- **Your task**
After locating "sample | [205, 100]" in the listing below, copy that line and each one after it exactly, ending with the line that has "sample | [1, 41]".
···
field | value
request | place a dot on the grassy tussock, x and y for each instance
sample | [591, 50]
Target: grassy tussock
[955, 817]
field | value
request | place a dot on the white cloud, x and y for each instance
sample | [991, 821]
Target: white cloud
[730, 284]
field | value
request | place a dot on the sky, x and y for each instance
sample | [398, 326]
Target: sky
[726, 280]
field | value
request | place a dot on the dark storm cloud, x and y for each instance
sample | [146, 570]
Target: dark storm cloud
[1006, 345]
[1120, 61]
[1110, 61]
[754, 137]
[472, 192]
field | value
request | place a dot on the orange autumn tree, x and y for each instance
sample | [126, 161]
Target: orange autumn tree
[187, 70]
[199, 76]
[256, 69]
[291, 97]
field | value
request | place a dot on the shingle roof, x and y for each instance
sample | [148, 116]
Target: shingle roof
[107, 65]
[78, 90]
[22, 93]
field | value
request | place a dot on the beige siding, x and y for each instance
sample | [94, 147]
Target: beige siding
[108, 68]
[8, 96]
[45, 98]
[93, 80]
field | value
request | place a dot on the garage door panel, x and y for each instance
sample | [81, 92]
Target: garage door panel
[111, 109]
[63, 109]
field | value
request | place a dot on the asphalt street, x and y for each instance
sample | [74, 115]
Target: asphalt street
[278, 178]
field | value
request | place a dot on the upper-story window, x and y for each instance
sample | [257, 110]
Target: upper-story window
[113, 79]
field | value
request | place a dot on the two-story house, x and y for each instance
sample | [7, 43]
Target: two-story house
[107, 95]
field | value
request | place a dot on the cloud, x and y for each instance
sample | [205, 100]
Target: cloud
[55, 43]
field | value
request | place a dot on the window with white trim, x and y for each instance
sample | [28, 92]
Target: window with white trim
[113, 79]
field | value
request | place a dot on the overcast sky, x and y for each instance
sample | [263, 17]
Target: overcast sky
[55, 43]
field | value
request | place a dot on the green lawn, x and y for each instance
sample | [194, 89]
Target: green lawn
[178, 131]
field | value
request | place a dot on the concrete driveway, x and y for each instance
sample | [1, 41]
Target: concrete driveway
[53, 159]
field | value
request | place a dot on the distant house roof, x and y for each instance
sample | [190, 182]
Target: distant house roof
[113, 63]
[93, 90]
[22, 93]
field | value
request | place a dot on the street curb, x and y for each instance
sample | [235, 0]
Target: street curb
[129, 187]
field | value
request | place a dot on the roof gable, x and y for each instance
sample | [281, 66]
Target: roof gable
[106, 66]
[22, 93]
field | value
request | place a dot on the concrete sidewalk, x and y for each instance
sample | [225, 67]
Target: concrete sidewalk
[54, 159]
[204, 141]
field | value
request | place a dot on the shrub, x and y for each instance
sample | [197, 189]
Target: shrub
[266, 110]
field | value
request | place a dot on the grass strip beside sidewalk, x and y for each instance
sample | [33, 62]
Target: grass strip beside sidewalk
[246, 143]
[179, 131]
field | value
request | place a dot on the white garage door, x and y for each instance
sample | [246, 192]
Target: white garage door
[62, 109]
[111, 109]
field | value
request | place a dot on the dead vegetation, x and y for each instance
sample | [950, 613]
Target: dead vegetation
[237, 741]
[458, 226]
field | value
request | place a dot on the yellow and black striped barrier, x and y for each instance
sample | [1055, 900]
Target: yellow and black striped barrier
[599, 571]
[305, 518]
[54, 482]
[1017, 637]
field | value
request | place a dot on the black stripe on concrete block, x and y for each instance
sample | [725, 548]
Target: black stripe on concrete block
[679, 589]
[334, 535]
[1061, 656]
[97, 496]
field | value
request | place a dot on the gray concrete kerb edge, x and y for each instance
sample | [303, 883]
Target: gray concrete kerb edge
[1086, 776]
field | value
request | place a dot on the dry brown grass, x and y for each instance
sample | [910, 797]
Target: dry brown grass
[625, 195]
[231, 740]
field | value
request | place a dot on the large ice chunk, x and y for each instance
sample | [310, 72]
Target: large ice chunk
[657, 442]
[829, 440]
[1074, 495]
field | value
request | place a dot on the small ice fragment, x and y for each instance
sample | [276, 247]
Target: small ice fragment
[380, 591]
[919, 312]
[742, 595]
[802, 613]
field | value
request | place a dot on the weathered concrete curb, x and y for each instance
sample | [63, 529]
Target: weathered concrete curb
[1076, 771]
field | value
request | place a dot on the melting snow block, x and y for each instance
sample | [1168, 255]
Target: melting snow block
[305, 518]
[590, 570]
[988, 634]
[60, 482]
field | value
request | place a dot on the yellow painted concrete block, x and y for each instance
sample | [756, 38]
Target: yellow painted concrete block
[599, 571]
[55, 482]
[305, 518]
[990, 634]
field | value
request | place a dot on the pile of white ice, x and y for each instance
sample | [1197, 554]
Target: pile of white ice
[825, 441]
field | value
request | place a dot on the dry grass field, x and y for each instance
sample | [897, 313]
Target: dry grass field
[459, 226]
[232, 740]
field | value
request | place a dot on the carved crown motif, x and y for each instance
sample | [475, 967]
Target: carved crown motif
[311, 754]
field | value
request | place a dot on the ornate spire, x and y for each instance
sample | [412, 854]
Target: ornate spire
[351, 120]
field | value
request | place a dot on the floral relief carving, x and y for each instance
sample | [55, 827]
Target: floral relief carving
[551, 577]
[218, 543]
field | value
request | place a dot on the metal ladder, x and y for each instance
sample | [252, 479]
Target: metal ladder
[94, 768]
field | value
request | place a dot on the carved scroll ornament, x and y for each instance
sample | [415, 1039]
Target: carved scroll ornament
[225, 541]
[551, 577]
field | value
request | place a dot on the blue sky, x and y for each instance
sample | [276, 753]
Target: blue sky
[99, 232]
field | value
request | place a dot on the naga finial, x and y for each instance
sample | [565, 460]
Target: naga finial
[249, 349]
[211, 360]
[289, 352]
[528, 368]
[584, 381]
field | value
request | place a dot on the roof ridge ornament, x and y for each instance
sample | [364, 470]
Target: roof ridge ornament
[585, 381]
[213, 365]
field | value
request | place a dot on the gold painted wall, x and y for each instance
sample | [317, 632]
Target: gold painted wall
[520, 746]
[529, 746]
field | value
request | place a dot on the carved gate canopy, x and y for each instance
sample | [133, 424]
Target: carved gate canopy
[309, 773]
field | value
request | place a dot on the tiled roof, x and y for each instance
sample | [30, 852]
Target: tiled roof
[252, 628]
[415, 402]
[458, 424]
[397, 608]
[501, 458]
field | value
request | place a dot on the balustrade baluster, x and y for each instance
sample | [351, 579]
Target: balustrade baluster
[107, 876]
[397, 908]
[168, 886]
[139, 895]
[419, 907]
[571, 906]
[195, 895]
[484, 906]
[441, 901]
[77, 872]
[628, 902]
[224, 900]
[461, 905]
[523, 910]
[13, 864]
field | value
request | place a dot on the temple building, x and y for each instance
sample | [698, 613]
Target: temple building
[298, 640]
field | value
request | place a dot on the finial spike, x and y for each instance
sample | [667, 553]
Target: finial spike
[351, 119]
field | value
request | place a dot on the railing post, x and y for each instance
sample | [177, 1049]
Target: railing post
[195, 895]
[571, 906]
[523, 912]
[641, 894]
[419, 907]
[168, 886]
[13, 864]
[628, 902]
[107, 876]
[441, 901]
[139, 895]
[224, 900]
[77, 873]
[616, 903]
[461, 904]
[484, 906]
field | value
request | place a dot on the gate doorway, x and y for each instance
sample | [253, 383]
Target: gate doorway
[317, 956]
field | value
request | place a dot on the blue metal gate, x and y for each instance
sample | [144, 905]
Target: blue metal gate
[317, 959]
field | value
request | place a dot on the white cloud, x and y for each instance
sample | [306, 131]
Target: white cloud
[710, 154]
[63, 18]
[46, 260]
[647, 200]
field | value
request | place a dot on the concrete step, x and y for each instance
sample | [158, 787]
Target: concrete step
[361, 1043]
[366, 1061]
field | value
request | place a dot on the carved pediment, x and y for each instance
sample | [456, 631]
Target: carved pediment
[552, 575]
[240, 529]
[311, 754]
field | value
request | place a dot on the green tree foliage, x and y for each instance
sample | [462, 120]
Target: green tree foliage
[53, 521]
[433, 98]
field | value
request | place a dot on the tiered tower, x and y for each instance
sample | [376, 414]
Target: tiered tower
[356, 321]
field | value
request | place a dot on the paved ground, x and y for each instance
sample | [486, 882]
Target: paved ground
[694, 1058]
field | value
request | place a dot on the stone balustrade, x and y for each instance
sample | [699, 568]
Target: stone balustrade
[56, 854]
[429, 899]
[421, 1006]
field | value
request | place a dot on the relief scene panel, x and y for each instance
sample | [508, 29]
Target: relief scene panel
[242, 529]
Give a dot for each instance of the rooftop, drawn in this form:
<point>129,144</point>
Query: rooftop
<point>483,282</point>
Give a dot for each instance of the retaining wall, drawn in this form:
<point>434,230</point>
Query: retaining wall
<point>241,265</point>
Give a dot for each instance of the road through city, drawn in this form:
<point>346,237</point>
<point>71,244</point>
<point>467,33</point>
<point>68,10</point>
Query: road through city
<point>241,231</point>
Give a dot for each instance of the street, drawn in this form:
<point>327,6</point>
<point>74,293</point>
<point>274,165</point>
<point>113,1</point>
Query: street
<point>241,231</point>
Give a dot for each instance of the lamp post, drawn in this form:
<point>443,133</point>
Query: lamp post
···
- **Written solution**
sample | [205, 100]
Target: cloud
[55, 43]
field | value
request | place a dot on the window with white trim, x and y for each instance
sample | [28, 92]
Target: window with white trim
[113, 79]
field | value
request | place a dot on the overcast sky, x and y for each instance
sample | [263, 17]
Target: overcast sky
[55, 43]
field | value
request | place a dot on the green lawn, x and y for each instance
sample | [194, 89]
Target: green lawn
[178, 131]
field | value
request | place a dot on the concrete driveway, x and y for each instance
sample | [1, 41]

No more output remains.